* [Exercise description]
Print this span of the material below exactly: the line with "Target: sky", the line with "Target: shoreline", and every line between them, but nothing else.

* [Exercise data]
-=-=-=-=-

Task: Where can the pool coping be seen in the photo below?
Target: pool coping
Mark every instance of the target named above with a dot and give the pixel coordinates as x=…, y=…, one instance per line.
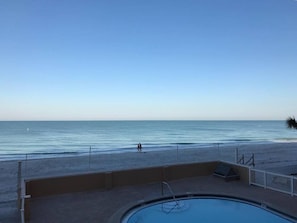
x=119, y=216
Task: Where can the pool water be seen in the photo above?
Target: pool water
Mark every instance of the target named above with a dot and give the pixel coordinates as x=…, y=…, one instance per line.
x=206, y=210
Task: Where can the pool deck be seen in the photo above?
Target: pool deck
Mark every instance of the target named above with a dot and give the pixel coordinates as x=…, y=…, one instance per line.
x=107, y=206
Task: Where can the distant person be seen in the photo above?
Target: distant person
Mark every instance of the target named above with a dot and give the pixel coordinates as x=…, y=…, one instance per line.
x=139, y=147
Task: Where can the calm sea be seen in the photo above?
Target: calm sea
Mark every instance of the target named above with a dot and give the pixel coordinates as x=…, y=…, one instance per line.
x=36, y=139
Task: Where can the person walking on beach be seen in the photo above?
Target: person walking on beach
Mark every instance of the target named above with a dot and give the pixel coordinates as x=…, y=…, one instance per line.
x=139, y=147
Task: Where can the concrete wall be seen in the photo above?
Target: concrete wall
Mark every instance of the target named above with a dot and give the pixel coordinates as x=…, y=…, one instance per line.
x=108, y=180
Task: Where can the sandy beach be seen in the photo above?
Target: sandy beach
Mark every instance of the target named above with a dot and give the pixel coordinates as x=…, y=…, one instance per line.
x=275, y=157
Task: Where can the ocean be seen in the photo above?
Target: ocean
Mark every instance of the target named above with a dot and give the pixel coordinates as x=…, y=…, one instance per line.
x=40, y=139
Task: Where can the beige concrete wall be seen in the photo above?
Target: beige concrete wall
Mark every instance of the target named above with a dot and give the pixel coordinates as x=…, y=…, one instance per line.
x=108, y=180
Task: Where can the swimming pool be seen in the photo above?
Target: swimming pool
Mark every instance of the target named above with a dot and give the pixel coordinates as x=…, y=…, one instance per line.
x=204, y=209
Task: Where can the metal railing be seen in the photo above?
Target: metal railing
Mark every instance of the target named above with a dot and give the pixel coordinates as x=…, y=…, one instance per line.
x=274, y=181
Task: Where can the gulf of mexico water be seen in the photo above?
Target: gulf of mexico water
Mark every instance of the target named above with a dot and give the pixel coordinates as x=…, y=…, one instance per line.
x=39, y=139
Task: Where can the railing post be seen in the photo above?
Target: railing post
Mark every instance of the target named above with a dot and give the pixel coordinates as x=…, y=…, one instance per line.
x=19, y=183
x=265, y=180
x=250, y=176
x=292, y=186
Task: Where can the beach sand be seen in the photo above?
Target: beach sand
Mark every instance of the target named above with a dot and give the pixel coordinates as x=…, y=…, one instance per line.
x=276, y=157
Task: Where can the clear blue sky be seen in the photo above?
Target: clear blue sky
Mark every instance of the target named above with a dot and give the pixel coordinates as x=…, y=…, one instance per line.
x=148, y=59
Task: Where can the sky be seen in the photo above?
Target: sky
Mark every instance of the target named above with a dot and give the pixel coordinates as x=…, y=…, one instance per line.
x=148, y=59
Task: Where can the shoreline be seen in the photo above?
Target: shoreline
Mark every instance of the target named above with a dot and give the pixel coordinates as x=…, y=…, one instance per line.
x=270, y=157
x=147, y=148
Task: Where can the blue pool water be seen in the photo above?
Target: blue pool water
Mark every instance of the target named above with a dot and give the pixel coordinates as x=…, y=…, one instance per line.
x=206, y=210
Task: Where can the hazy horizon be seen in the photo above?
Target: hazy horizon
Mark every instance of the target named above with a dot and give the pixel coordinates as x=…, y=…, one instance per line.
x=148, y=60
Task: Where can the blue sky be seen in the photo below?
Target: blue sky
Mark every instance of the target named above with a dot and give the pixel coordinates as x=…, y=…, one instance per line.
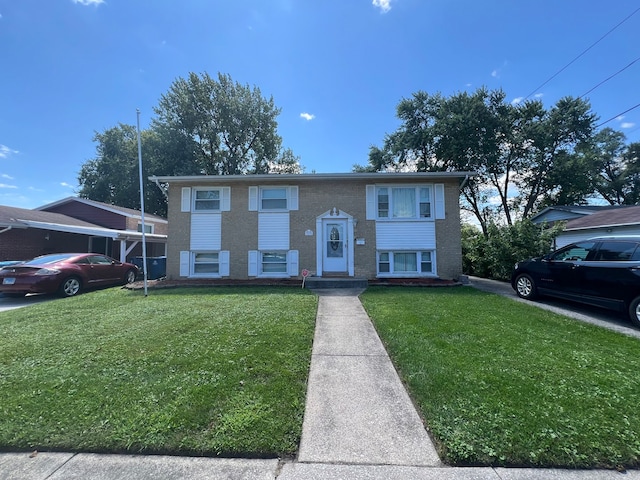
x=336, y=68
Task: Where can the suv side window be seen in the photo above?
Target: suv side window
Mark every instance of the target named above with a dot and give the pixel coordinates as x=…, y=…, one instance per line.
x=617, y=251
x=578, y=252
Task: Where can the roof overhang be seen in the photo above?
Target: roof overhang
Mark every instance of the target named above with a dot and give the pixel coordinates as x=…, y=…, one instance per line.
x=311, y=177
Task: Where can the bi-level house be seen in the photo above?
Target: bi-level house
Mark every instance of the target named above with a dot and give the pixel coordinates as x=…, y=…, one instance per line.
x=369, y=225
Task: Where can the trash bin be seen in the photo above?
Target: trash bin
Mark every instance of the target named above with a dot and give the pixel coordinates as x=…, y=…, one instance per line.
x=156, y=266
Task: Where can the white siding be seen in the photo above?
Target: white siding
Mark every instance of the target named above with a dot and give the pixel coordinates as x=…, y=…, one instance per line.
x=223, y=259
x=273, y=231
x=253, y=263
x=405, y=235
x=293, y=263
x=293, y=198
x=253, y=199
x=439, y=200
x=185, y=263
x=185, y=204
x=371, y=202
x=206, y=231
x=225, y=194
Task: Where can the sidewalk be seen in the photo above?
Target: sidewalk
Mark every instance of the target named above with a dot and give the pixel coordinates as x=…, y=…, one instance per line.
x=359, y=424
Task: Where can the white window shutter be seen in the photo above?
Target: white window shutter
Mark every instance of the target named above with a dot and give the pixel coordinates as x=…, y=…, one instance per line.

-=-=-=-=-

* [Written solution]
Target: sky
Mark every instance of the target named above with a dot and give the pixel coordinates as x=…, y=…, one instance per line.
x=148, y=59
Task: Where can the shoreline be seen in the photo above?
Target: shoreline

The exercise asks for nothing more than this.